• _Short problem_
Starting at the line that contains "Instruction set for this micro-task: find window, draw" and ending at the last line, rewrite those lines with "tight rectangle" switched to "bounding box" and everything else left unchanged.
::::
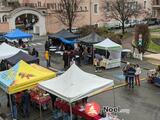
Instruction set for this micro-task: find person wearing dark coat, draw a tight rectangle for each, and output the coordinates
[22,90,30,118]
[127,66,136,88]
[44,40,50,51]
[63,50,69,69]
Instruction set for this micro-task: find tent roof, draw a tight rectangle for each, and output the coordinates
[94,38,122,50]
[4,29,33,40]
[39,64,114,103]
[79,32,104,44]
[6,51,38,65]
[0,61,56,94]
[48,29,78,39]
[0,43,27,60]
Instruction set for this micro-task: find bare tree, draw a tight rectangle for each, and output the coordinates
[56,0,81,32]
[104,0,140,34]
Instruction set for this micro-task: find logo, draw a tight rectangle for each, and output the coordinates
[18,72,33,79]
[85,102,100,117]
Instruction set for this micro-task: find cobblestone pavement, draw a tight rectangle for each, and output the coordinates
[0,37,160,120]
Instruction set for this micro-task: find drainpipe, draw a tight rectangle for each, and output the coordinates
[90,0,92,26]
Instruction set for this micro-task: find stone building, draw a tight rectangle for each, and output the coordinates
[0,0,151,35]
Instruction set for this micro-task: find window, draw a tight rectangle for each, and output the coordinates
[94,4,98,14]
[144,1,147,9]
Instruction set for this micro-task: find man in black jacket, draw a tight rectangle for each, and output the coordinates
[127,66,136,88]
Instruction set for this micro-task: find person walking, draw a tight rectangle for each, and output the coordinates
[127,65,136,88]
[44,51,50,67]
[44,40,51,51]
[63,50,69,70]
[122,62,130,84]
[135,64,141,86]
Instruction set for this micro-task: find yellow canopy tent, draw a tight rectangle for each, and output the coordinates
::::
• _Result for this exercise_
Instruction set for this micro-task: find window, draw a bounding box for each, and output the coordinates
[94,4,98,14]
[144,1,147,9]
Instruction set for this micro-task: find man in black jacket, draw a bounding box for each, and output the coordinates
[127,66,136,88]
Instruction set for this micro-task: find person walking, draw a bounding box for each, and output the coordinates
[127,65,136,88]
[44,51,50,67]
[44,40,51,51]
[63,50,69,70]
[122,62,130,84]
[135,64,141,86]
Instruction set for this micro-task: find yellow canopy tent, draw a bounding box for each, and output the coordinates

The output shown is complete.